Short task: Write the records out again, keeping each line exactly as it is.

-----

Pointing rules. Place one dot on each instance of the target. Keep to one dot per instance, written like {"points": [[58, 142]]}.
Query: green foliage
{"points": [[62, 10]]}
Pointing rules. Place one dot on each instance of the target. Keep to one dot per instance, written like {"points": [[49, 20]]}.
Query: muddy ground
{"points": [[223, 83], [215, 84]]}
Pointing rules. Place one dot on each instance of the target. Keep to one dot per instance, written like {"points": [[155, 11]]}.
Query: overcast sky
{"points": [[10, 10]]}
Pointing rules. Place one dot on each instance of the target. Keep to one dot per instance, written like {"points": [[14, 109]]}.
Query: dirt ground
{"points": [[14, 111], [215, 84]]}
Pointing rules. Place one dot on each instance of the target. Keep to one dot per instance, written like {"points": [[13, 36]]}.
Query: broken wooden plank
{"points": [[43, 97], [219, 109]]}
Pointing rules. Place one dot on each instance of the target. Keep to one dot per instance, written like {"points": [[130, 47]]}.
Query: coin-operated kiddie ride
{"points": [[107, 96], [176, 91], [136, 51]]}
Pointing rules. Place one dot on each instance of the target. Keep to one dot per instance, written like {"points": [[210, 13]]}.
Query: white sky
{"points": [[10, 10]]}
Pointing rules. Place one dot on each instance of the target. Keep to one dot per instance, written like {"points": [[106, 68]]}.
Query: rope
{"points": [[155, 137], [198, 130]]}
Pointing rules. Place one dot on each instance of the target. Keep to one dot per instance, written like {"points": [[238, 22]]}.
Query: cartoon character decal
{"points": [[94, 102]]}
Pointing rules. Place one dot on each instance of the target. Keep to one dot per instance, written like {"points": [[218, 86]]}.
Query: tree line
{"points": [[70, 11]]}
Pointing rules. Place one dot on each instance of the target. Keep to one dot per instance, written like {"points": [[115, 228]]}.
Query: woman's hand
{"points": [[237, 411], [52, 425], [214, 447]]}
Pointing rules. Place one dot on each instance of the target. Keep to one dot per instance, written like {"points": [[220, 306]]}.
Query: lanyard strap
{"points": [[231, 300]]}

-----

Exercise result:
Pointing rules. Place one dot on each instance of the target. Keep to one dot per instance, written like {"points": [[58, 142]]}.
Query: green foliage
{"points": [[62, 10]]}
Pointing rules. Place one dot on each instance of the target. Keep to one dot per instance, written like {"points": [[49, 20]]}.
Query: muddy ground
{"points": [[223, 83], [215, 84]]}
Pointing rules. Place one dot on each instance of the target. Keep to one dot per instance, written like {"points": [[155, 11]]}.
Query: overcast sky
{"points": [[10, 10]]}
Pointing rules. Place one dot on each instance of the target. Keep to one dot per instance, written like {"points": [[14, 109]]}.
Query: dirt ground
{"points": [[14, 111], [215, 84]]}
Pointing rules. Place one dot on each instance of the target. Keep to one dot per instance, written like {"points": [[13, 36]]}.
Query: broken wooden plank
{"points": [[43, 97], [219, 109]]}
Pointing rules. Place one dot on each instance of the target. Keep to one dot per instance, written like {"points": [[130, 47]]}.
Query: coin-operated kiddie ride
{"points": [[107, 96], [176, 91], [136, 51]]}
Pointing rules. Place one dot on each instance of the target. Keep to one dot per instance, written like {"points": [[210, 13]]}.
Query: white sky
{"points": [[10, 10]]}
Pointing rules. Place one dot on each instance of the target. Keep to one dot per instance, written like {"points": [[106, 68]]}.
Query: rope
{"points": [[155, 137], [198, 130]]}
Pointing rules. Place one dot on each instance of the target. Keep to one dot per instance, written like {"points": [[238, 22]]}.
Query: cartoon character decal
{"points": [[94, 102]]}
Pointing rules. Place one dot on each instance of the target. Keep to one dot per instance, written like {"points": [[218, 86]]}.
Query: tree line
{"points": [[70, 11]]}
Pointing rules. Place one dot on each instance of the target. Keep to one dot per instance, written like {"points": [[115, 228]]}.
Query: woman's hand
{"points": [[237, 411], [52, 425], [214, 447]]}
Pointing rules. Place one dot on each instance of the target. Keep to one dot per instance, written like {"points": [[220, 306]]}.
Query: lanyard strap
{"points": [[231, 300]]}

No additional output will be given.